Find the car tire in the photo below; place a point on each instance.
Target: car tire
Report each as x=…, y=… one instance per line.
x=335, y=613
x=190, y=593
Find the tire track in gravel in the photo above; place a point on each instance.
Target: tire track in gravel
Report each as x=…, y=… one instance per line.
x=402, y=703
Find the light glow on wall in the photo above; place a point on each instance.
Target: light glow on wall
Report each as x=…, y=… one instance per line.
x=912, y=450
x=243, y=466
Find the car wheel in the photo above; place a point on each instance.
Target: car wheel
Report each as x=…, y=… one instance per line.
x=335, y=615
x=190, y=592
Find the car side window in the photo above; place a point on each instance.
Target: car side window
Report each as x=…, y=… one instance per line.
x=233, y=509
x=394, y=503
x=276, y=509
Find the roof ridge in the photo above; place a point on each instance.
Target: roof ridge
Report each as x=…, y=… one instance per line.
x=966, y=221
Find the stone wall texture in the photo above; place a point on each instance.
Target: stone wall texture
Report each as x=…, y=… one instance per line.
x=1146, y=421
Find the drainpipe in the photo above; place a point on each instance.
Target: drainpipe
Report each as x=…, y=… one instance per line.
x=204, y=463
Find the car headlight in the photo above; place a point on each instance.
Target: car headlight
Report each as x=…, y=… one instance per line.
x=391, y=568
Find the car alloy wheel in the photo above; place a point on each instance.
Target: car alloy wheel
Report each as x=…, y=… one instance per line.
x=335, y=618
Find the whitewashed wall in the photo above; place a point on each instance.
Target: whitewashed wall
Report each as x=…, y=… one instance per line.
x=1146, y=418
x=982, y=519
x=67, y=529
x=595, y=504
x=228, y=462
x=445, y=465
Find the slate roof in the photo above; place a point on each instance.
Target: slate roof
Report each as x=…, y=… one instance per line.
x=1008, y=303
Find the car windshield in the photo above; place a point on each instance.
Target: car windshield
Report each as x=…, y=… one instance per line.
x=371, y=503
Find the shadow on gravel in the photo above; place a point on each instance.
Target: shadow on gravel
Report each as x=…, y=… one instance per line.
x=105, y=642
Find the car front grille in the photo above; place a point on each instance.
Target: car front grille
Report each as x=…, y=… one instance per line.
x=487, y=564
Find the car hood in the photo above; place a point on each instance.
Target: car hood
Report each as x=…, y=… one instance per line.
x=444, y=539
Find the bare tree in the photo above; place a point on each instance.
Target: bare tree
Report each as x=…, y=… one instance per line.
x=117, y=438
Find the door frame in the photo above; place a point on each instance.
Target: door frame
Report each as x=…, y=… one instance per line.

------------------------

PROBLEM REQUIREMENTS: Please reproduce the material above exactly, line by line.

REPLY TO THE EXERCISE:
Find the car tire in the photo below; place a point on each instance.
Target: car tire
Report each as x=…, y=… one instance per line.
x=335, y=613
x=190, y=593
Find the tire track in gravel in the photo above; place a point on each instance.
Target: tire track in gravel
Report each as x=…, y=… one instance per line.
x=402, y=703
Find the light glow on wall in the photo above; place a point on each instance.
Target: light glow on wall
Report each as x=…, y=… one instance per line.
x=912, y=450
x=243, y=466
Find the car wheel in the photo above; place a point on each instance.
Target: car wheel
Report each as x=…, y=… one instance per line.
x=335, y=615
x=190, y=592
Find the car side window in the photo above; place a point on each instance.
Target: car side window
Report each as x=…, y=… one instance per line.
x=233, y=509
x=394, y=503
x=276, y=509
Find the roof ridge in the photo above; place a point on each instance.
Target: roof ridge
Report each as x=…, y=… one instance per line.
x=966, y=221
Find the stone wall texture in the photo above; place a point on each instance.
Target: stone wall texture
Report each as x=…, y=… one instance per line.
x=1146, y=421
Find the drainpipe in the photo above; place a point on each instance.
Target: drainpipe
Report each as x=…, y=… one instance per line.
x=204, y=463
Find the car headlight in the photo above; place a point on each instance.
Target: car headlight
Report each as x=…, y=… one instance per line.
x=391, y=568
Find the car alloy wheel in the photo above; place a point on each instance.
Target: car alloy wheel
Report each as x=…, y=… one instance per line.
x=335, y=618
Find the whitewashed wall in the photo above; place a point on each instance.
Target: whitewashed wall
Report each as x=…, y=… one instance per line.
x=1146, y=418
x=982, y=519
x=67, y=529
x=595, y=504
x=228, y=462
x=445, y=465
Find the slate roof in the photo above; place a point on each instance.
Target: slate roof
Report each as x=…, y=… one instance per line.
x=1008, y=303
Find the car windshield in the photo above; place a point on each instance.
Target: car windshield
Report each as x=…, y=… one instance per line.
x=371, y=503
Find the shadow on gravel in the photo above; place a point on each instance.
Target: shadow on gravel
Report each as x=…, y=… one instance per line.
x=105, y=642
Find the car front grille in the photo above; place a point on each instance.
Target: car front grille
Report each as x=…, y=… one instance per line.
x=487, y=564
Find the car hood in the photo above; place a point on each instance.
Target: car hood
Report each as x=…, y=… one instance per line.
x=444, y=539
Find the bare tree in the photo above; place a point on each instance.
Target: bare tree
Report each as x=…, y=… one instance per line.
x=117, y=438
Find the door frame in the photo above; place a point on each instance.
Target: door frame
Report each as x=…, y=… one instance per line.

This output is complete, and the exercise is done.